Begin RECORDS PROVIDED
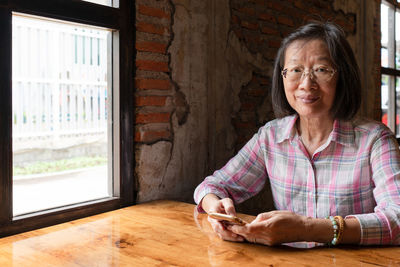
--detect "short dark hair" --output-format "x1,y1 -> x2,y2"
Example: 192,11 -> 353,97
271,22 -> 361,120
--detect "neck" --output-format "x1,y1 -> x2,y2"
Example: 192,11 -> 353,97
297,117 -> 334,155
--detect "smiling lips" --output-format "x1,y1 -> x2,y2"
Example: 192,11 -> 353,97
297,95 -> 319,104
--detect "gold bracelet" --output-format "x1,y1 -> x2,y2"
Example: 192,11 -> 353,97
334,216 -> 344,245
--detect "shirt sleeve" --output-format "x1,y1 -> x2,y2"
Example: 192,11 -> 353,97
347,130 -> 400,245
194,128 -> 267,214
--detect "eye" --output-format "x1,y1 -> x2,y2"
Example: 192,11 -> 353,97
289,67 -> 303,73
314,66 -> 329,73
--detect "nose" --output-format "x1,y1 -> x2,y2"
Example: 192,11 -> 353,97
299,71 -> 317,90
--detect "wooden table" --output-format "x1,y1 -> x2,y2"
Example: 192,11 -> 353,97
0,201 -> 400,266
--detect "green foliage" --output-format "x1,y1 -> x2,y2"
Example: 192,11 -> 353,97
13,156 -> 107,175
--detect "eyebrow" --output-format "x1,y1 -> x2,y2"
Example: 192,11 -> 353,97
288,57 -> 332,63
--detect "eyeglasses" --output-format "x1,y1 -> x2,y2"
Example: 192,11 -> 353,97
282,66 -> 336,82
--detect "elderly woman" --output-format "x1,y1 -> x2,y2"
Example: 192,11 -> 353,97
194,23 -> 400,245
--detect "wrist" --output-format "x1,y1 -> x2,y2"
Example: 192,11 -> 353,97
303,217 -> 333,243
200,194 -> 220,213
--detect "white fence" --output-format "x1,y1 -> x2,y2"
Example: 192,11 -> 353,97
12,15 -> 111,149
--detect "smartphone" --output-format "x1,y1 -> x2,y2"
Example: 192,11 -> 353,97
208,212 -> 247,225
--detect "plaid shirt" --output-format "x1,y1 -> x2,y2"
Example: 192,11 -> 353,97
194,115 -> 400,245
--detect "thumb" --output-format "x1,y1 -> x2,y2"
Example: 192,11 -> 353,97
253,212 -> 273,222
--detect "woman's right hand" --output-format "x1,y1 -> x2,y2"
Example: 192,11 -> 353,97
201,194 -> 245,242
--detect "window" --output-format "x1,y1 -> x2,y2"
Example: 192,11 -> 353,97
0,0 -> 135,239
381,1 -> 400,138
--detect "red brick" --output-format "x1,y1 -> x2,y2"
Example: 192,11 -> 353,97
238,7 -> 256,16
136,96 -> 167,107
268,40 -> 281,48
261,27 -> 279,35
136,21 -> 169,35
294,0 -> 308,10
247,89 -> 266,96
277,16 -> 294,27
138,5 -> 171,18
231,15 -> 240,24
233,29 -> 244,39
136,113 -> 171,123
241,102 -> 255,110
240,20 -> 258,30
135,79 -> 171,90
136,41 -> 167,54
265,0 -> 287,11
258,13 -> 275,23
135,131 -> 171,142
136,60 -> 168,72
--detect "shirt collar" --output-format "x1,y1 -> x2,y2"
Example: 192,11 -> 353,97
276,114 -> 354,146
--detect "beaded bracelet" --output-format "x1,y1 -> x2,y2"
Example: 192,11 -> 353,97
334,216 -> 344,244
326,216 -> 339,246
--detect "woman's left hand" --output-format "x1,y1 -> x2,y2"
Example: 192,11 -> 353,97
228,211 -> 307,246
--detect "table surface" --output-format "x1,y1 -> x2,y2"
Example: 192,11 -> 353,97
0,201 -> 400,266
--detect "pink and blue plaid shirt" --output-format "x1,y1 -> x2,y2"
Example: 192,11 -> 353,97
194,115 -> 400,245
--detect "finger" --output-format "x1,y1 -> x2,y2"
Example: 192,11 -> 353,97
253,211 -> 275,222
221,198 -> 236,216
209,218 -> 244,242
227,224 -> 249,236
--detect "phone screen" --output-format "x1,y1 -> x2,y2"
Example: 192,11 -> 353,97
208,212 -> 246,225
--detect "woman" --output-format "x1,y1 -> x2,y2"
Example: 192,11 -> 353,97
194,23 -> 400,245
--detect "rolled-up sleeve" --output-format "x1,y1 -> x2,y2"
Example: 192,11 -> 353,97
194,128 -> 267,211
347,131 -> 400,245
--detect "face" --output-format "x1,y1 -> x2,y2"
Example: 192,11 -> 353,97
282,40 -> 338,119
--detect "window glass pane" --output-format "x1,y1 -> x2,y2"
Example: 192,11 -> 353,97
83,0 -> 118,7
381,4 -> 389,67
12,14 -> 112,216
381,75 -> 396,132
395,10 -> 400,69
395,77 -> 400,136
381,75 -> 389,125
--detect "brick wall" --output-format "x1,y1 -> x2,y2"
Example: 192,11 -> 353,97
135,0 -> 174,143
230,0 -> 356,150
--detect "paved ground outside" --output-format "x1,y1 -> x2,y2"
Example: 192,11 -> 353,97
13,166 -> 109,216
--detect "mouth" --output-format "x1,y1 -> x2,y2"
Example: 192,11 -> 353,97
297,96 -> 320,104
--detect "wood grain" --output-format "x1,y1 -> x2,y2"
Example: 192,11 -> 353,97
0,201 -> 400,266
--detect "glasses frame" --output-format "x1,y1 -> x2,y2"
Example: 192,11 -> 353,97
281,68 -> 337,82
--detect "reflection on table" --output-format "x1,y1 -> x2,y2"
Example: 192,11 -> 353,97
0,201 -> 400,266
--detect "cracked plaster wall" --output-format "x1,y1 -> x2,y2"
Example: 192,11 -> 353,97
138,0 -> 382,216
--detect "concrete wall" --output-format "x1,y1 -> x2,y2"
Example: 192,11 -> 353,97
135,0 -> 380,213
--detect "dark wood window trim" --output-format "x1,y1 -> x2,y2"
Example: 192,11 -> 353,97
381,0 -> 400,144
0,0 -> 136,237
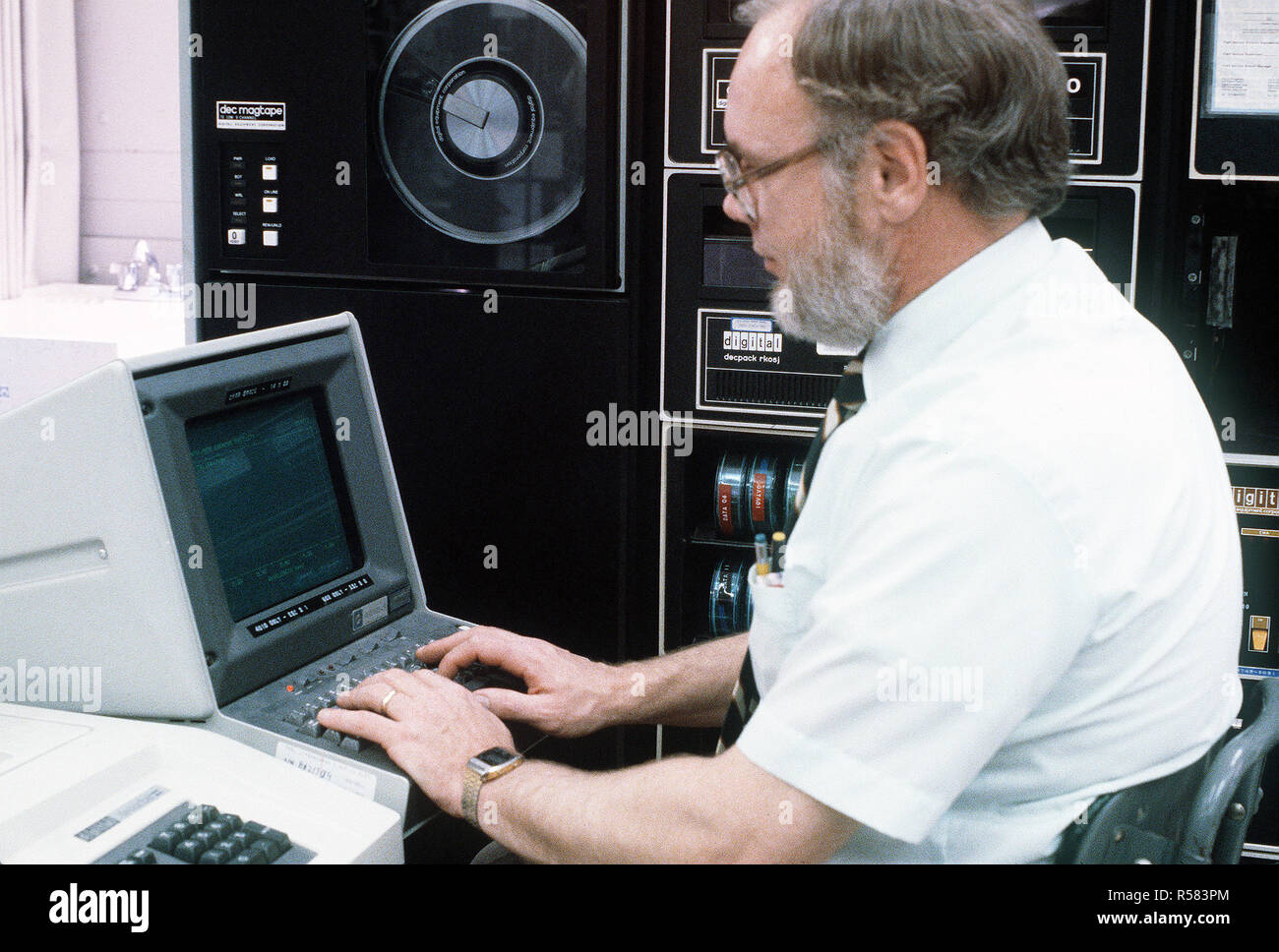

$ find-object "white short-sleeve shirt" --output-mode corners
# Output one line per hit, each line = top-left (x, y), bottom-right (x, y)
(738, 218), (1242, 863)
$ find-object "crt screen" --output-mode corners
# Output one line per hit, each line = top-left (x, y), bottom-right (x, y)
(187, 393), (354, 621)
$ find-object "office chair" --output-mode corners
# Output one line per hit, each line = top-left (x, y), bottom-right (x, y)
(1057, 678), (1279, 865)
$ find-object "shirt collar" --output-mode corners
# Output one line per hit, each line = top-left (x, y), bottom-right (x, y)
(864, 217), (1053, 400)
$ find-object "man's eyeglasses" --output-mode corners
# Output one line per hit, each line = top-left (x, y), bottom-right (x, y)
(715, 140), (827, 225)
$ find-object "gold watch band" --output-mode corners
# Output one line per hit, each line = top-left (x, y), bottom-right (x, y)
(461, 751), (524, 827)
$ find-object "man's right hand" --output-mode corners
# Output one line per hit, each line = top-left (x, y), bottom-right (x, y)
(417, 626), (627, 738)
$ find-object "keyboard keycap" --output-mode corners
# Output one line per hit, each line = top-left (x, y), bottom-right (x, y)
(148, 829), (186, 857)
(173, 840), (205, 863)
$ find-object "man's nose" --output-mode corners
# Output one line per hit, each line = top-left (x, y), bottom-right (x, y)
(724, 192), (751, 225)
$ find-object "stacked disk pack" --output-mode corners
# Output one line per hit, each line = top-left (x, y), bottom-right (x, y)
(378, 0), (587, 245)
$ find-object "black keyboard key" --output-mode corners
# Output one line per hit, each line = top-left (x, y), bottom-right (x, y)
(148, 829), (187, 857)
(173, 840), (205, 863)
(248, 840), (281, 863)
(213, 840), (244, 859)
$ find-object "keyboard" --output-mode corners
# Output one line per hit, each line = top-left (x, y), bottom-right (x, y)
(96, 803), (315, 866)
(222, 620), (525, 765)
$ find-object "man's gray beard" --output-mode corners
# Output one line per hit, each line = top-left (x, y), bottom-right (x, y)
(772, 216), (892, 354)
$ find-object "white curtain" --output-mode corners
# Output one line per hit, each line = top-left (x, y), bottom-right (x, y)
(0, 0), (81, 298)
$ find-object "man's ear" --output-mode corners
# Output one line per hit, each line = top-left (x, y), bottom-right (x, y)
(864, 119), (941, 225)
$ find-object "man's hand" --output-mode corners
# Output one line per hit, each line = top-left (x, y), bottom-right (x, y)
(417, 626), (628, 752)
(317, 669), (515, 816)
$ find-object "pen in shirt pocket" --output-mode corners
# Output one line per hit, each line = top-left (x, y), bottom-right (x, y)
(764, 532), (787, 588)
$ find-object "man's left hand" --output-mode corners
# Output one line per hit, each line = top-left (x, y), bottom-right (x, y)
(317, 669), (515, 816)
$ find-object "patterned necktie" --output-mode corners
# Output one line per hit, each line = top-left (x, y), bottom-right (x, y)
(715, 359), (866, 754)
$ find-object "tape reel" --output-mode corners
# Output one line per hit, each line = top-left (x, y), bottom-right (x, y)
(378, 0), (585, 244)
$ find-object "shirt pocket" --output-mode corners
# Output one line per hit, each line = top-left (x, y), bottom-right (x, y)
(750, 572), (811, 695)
End RECORDS PROVIDED
Can you write out everything in the entries above, from their very start down to and including the line that contains "194,128 -> 267,214", leaving the pictures out?

◆ **ANSWER FOR THIS EXERCISE**:
--detect "short dark hair" --output-format "x1,y1 -> x2,y2"
Example: 192,11 -> 353,97
271,22 -> 361,120
--detect "neck" --output-format "x1,y1 -> x2,y2"
Example: 192,11 -> 353,97
297,117 -> 334,155
--detect "smiling lips" --output-format "x1,y1 -> x2,y2"
Example: 192,11 -> 353,97
297,95 -> 319,104
--detect "gold bracelet" --output-format "x1,y1 -> x2,y2"
Example: 192,11 -> 353,97
334,216 -> 344,245
--detect "shirt sleeve" --output-format "x1,y1 -> x2,y2"
Example: 192,11 -> 353,97
347,130 -> 400,245
194,128 -> 267,214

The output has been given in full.